======== Data to process

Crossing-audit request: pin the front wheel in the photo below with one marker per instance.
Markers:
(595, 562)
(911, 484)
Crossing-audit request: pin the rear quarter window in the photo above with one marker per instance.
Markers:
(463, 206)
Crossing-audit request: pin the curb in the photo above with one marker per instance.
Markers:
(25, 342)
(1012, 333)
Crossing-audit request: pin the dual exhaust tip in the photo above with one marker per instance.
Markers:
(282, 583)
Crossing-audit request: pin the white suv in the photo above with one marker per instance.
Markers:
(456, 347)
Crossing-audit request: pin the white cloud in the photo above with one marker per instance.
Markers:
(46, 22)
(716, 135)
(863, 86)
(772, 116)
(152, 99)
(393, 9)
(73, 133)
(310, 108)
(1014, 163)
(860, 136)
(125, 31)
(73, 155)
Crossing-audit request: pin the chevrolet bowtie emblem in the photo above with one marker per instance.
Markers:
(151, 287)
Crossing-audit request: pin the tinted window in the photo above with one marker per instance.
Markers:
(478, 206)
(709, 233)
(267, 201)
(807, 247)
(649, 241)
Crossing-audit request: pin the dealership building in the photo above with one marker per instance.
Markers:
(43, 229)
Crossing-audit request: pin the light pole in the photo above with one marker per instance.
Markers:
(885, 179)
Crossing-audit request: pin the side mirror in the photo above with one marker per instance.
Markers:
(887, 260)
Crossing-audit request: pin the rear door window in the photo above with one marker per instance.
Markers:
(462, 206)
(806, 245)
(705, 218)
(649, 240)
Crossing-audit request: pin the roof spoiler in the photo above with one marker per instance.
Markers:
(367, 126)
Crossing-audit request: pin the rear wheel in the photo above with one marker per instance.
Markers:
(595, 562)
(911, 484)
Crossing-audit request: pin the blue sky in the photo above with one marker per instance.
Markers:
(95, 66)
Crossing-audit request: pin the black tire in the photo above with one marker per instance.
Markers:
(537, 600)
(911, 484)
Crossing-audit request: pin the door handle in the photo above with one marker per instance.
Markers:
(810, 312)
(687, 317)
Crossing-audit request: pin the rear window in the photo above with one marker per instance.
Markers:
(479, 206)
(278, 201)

================

Would you copy every line of the material exactly?

Answer for the task:
Crossing-audit request: pin the front wheel in the photo below with one marker per instance.
Markers:
(595, 562)
(911, 484)
Crossing-audit request: pin the rear quarter window in the photo above with one marker per instance.
Markers:
(463, 206)
Crossing-audit request: pin the curb in the photo above with one marker per instance.
Markers:
(25, 342)
(1012, 333)
Crossing-audit request: pin the dual exhaust tip in the photo above with one marker per instance.
Markers:
(282, 583)
Crossing-audit request: pin the white suv in the photo above with one marker per instance.
Markers:
(456, 347)
Crossing-audit request: pin the white cloud in the photo above with one marker per instance.
Markers:
(46, 22)
(716, 135)
(863, 86)
(772, 116)
(152, 99)
(393, 9)
(73, 133)
(310, 108)
(1014, 163)
(860, 136)
(125, 31)
(73, 155)
Crossing-audit request: pin the chevrolet bowtie emblem in the photo above with one marker per instance.
Markers:
(151, 287)
Crossing-audit request: pin the tinted window in the photo above with one marker per instance.
Markers:
(478, 206)
(709, 233)
(267, 201)
(807, 247)
(649, 241)
Crossing-audit request: pin the dealership building in the photo above with one marker per instance.
Markers:
(43, 229)
Crossing-audit request: pin the light pole in the photo above with one marker per instance.
Markers:
(885, 179)
Crossing-audit request: pin the side mirror in the photo above with one marker per instance.
Markers:
(887, 260)
Crossing-audit request: pin the rear door window in the photo above with one marker per instance.
Markers:
(462, 206)
(806, 245)
(705, 218)
(649, 240)
Crossing-audit request: pin the roof spoiler in the photo above with one marker per instance.
Markers:
(367, 126)
Crossing-audit request: pin the rear wheel in the photo above with one marker per instance.
Markers:
(595, 562)
(911, 484)
Crossing-audit request: pin the blue sky in the photo above with one marker per instance.
Markers:
(95, 66)
Crossing-audit request: pin the black tire in the photo above with one marker per instance.
Markers:
(537, 600)
(911, 484)
Crossing-audit request: pin the door handle in the photo above with one marker per instance.
Markers:
(810, 312)
(687, 317)
Crossing-audit request: pin the rear window in the photo above with one marker per instance.
Markers:
(479, 206)
(278, 201)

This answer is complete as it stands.